**Text excerpt:**
[BEGIN]

Bong Kee Chok (; 4 October 1937 – 6 February 2023) was a Malaysian political activist who was the main leader of the North Kalimantan Communist Party (NKCP).

North Kalimantan Communist Party (NKCP)
As Bong was opposed to the formation of Malaysia, he was arrested on 22 June 1962. After his release, Bong formed the NKCP on 19 September 1965 in Pontianak, West Kalimantan, Indonesia.

Insurgencies
On 27 May 1972, Bong led a small group of cadre and a team of self-defense force from Second Division of Sarawak Sri Aman Division  to a communist base at Samarahan Division to attend a central committee meeting.

Decline
After a series of insurgencies, and the Indonesians' decision to stop aiding the Communists, Bong decided to surrender and signed an agreement to lay down arms to Sarawak Chief Minister Abdul Rahman Ya'kub on 20 October 1973 which signified the end of further major battles in the Sarawak Communist Insurgency.

Aftermath
After the Sri Aman treaty was signed, the local population, especially the people of the town of Simanggang (known as Sri Aman from 1974 to 2019) generally held skeptical attitude towards Bong, accusing him of collaborating with the government for material wealth. Bong also retreated from the public view since then.

[END]

**Excerpted records:**
[BEGIN]

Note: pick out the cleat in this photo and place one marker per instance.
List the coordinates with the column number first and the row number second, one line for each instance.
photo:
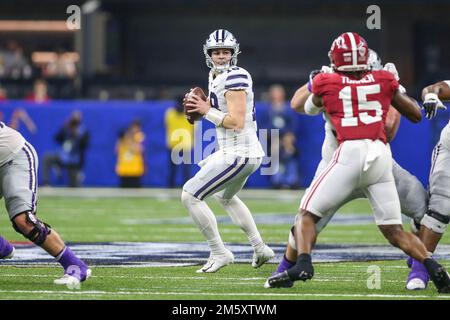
column 287, row 284
column 279, row 280
column 416, row 284
column 215, row 263
column 262, row 256
column 10, row 254
column 409, row 262
column 418, row 276
column 73, row 280
column 438, row 275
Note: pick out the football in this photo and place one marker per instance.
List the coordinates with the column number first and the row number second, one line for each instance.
column 192, row 117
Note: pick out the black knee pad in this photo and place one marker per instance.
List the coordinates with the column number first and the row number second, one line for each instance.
column 39, row 232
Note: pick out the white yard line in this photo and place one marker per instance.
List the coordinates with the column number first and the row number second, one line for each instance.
column 213, row 294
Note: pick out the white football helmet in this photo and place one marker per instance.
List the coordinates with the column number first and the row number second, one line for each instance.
column 374, row 60
column 221, row 39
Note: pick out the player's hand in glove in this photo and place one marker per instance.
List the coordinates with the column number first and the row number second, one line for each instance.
column 324, row 69
column 430, row 104
column 392, row 69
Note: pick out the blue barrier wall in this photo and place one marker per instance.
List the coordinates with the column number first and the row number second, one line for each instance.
column 411, row 148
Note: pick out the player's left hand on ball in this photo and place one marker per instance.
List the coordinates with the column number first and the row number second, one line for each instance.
column 430, row 104
column 198, row 105
column 392, row 69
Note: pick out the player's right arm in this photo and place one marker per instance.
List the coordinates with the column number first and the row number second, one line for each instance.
column 441, row 89
column 407, row 106
column 431, row 96
column 299, row 99
column 392, row 123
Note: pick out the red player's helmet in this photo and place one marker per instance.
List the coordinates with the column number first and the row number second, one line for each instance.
column 349, row 52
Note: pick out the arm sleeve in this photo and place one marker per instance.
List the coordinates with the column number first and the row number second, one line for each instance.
column 318, row 84
column 238, row 80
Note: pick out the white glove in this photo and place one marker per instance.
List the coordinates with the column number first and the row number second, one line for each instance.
column 392, row 69
column 326, row 69
column 430, row 104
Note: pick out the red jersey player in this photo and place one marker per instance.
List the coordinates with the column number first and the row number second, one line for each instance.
column 356, row 100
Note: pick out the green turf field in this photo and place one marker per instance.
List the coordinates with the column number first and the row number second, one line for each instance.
column 118, row 220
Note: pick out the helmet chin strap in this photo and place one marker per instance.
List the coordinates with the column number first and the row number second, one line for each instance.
column 220, row 68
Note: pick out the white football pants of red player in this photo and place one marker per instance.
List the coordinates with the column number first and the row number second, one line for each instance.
column 357, row 164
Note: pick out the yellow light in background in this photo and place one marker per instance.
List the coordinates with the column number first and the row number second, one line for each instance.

[END]

**Exercise set:**
A. According to the Bong Kee Chok text, on what date did Bong form the NKCP?
B. Reproduce the Bong Kee Chok text from "As Bong was" up to and including "Sarawak Communist Insurgency.".
The material has no connection to the Bong Kee Chok text.

**Final results:**
A. 19 September 1965

B.
As Bong was opposed to the formation of Malaysia, he was arrested on 22 June 1962. After his release, Bong formed the NKCP on 19 September 1965 in Pontianak, West Kalimantan, Indonesia.

Insurgencies
On 27 May 1972, Bong led a small group of cadre and a team of self-defense force from Second Division of Sarawak Sri Aman Division  to a communist base at Samarahan Division to attend a central committee meeting.

Decline
After a series of insurgencies, and the Indonesians' decision to stop aiding the Communists, Bong decided to surrender and signed an agreement to lay down arms to Sarawak Chief Minister Abdul Rahman Ya'kub on 20 October 1973 which signified the end of further major battles in the Sarawak Communist Insurgency.